++++ STORED DATA

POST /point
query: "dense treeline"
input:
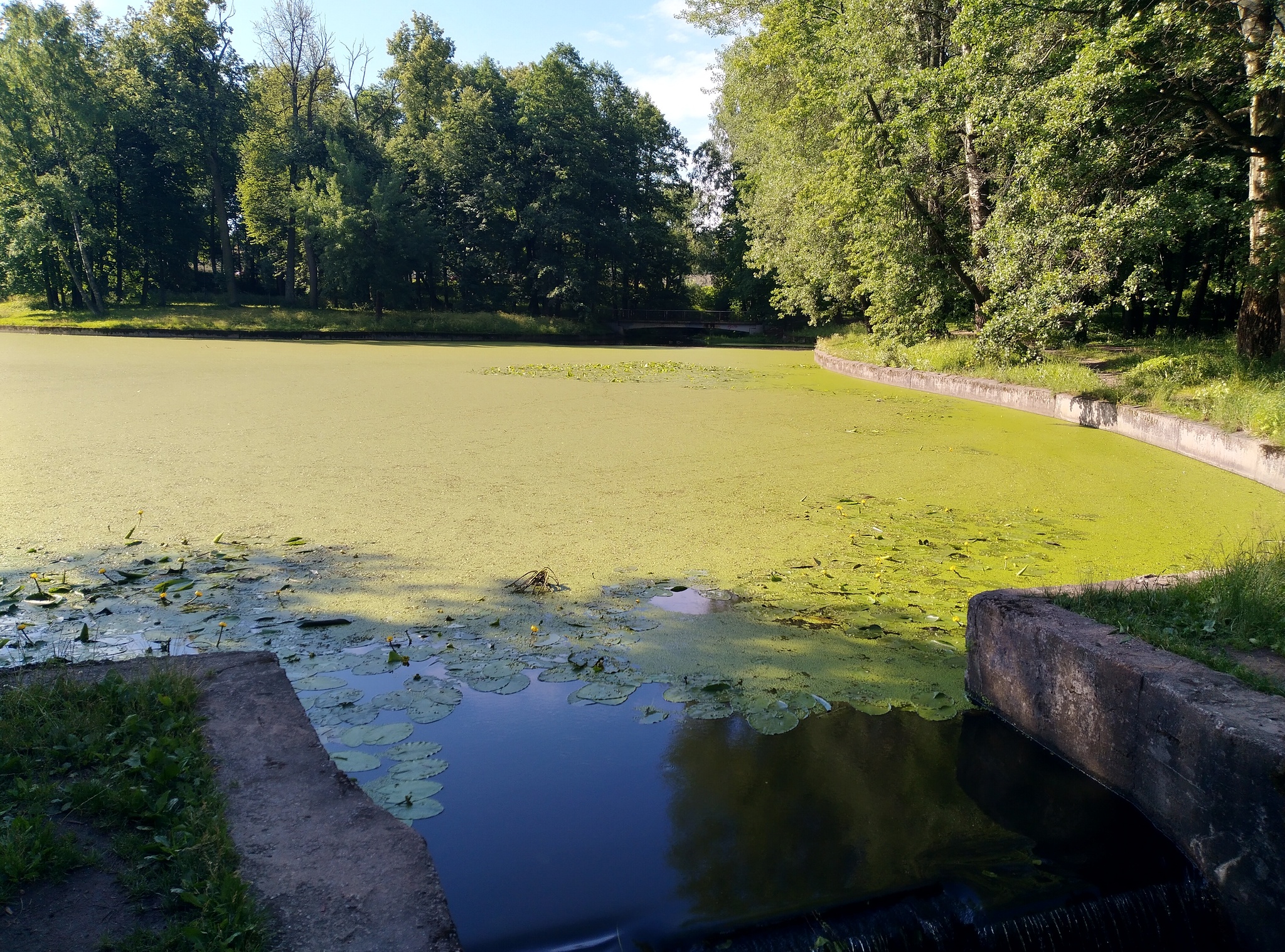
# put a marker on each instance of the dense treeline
(1036, 169)
(143, 157)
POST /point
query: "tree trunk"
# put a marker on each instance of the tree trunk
(78, 296)
(292, 255)
(1180, 284)
(225, 240)
(94, 299)
(1133, 315)
(120, 275)
(50, 288)
(978, 211)
(1198, 297)
(1259, 329)
(311, 258)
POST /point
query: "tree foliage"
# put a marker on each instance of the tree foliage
(1042, 169)
(144, 157)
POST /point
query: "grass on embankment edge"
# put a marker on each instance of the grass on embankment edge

++++++++

**TASK STATEMENT**
Return all records exactly as they stand above, except for pictures.

**TASK SOLUTION**
POST /point
query: "dense treeline"
input:
# put a marker on each instance of the dense treeline
(1036, 169)
(143, 157)
POST /point
query: "tree trunk"
# put a marker on each instance of the tree trunk
(78, 296)
(292, 255)
(1180, 284)
(225, 240)
(94, 299)
(1133, 315)
(120, 275)
(50, 288)
(978, 211)
(1198, 297)
(1259, 329)
(311, 258)
POST /point
query: "tree foliage"
# put a marker on each instance of the tree foliage
(1042, 169)
(144, 157)
POST /point
query: "grass on embankment edge"
# put a marker on each instance of the grass on embankment edge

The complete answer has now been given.